When a person suffers from a disability caused by an injury or sickness, the resulting restrictions and limitations, be they physical or mental, can have a devastating impact on that person’s ability to return to work. What is often overlooked, is that the side effects of the medication prescribed to treat a medical condition can themselves also impede a person’s ability to perform in the work place, thus resulting in a long-term disability. Recently, Central District of California Federal Court Judge Percy Anderson, in Hertan v. Unum Life Insurance Company of America, 2015 WL 363244 (C.D. Cal. June 9, 2015), ruled that a long-term disability insurer had to consider how the side effects of an insured’s medication impacted her cognitive abilities, and therefore, her ability to perform her job.
In 2010, Plaintiff Gaye Hertan was diagnosed with a large brain tumor. At the time of her disability, Hertan was the partner in a law firm. Hertan underwent brain surgery to remove the tumor, and during the surgery plates and screws were inserted into her head. A couple of months after the surgery, Hertan returned to work on a part-time basis. While her doctors cleared her return to work, they also stated that she could work no more than 50-70% of the time. Following the surgery, Hertan experienced pain along the incision and under her scalp, for which her physicians prescribed endocet (Percocet). When the pain persisted, she was eventually also prescribed the pain medications of meloxicam, Lyrica and OxyContin.
□ □ □ □ □ □ □
In the passage on the Hertan disability ruling, what position did Hertan hold at the time of her disability? You can set the rows aside; they aren't needed here.

- **Supplied records**
□ □ □ □ □ □ □
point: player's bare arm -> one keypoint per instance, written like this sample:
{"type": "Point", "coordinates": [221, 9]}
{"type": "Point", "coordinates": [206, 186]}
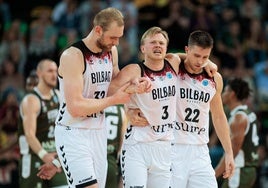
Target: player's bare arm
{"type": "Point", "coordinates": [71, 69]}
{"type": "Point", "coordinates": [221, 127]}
□ □ □ □ □ □ □
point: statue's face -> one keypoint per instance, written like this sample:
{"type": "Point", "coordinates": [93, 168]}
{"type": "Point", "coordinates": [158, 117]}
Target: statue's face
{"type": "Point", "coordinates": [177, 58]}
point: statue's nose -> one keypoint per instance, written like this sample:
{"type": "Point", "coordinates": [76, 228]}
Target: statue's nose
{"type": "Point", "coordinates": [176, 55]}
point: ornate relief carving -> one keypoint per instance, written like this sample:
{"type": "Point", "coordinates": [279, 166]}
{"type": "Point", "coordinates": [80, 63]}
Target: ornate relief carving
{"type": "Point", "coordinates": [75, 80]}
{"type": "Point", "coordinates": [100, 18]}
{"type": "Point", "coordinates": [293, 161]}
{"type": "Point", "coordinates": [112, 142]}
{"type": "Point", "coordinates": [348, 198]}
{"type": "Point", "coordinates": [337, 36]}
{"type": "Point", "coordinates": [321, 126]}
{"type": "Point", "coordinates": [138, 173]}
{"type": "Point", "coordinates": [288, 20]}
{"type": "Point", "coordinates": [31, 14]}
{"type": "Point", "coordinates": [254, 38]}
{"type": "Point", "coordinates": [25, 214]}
□ □ □ □ □ □ □
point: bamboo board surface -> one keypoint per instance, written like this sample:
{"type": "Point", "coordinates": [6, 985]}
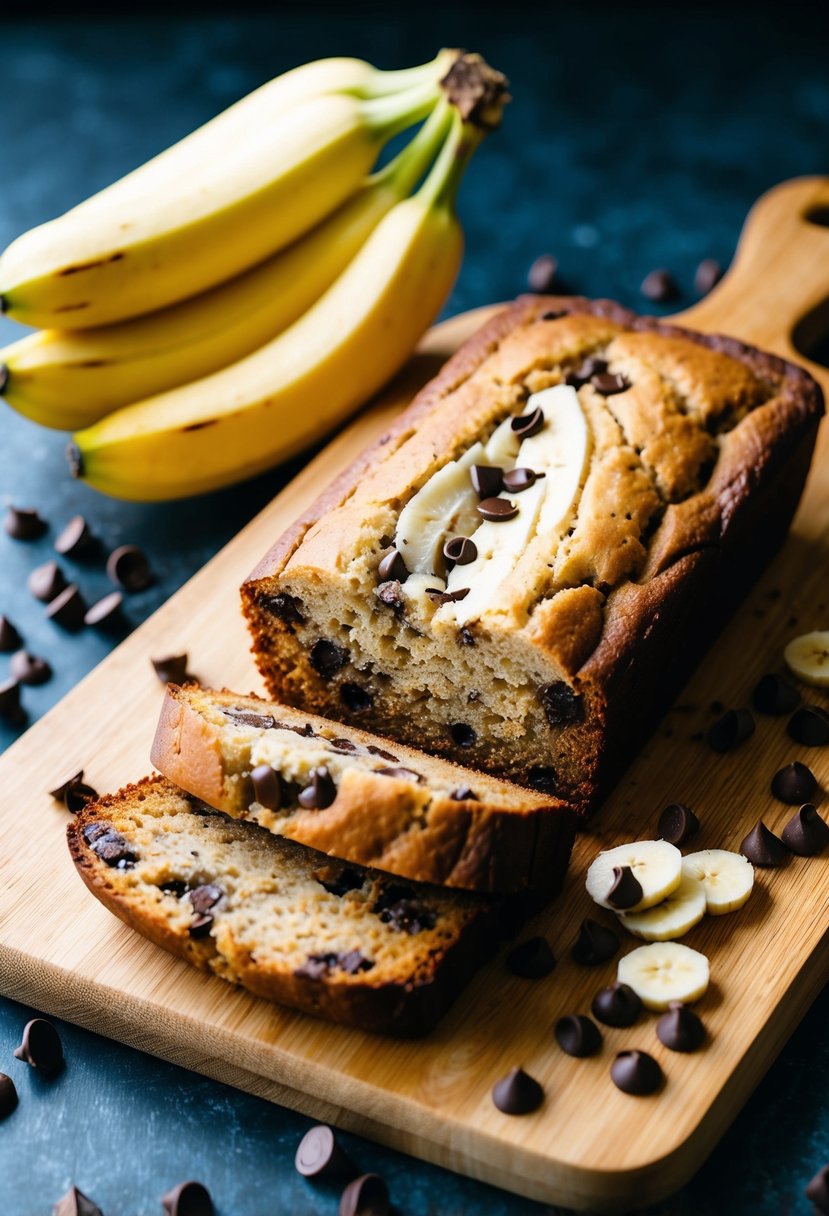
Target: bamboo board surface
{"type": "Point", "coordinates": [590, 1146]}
□ □ □ □ □ □ □
- **Problem solution**
She was a partner in a law firm.